== Exercise ==
Reproduce word for word everything from the line containing "grey hair visible" down to the line containing "[837, 326, 877, 355]", with both of those lines included.

[START]

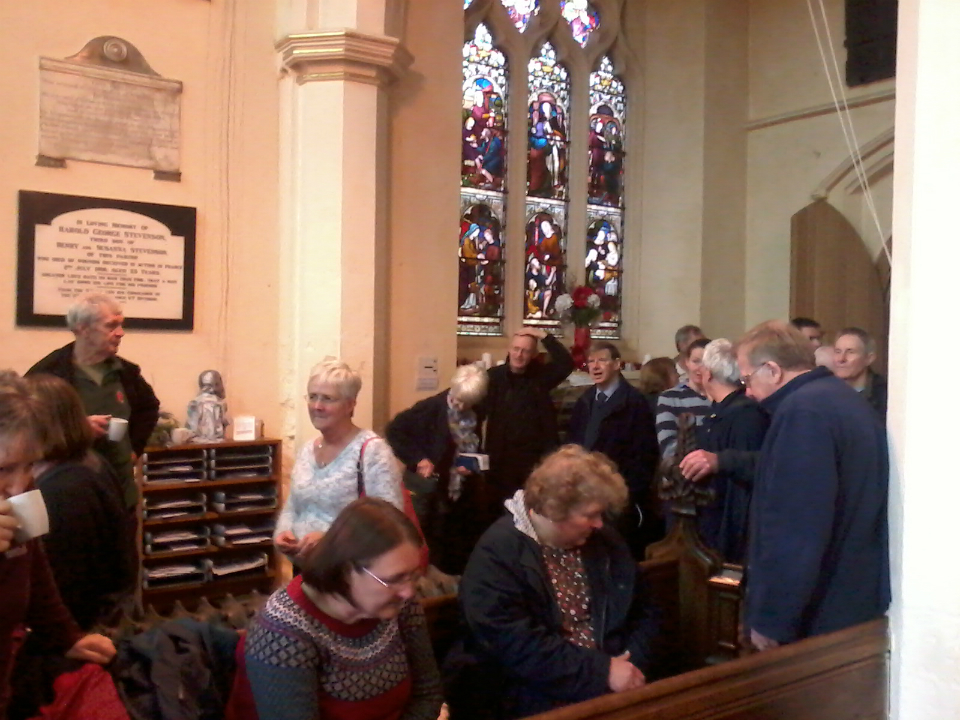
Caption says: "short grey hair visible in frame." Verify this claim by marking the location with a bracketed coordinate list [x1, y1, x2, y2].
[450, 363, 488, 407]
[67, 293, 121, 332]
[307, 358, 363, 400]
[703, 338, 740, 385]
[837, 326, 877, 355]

[END]
[START]

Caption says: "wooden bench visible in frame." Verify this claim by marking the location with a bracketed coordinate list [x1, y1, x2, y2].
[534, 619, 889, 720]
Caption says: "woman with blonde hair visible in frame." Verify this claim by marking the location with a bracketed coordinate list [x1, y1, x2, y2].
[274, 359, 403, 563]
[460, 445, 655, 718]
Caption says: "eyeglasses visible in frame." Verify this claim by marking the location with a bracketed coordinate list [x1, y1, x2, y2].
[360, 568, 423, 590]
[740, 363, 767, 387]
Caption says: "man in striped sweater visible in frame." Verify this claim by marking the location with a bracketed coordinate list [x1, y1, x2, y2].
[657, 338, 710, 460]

[END]

== Output of the exercise ==
Caption says: "short grey hair visible in frame." Verify this claim by marking the location with a bracketed coordinate list [x1, y1, x2, y2].
[450, 363, 488, 407]
[67, 293, 121, 332]
[307, 358, 363, 400]
[703, 338, 740, 385]
[837, 326, 877, 355]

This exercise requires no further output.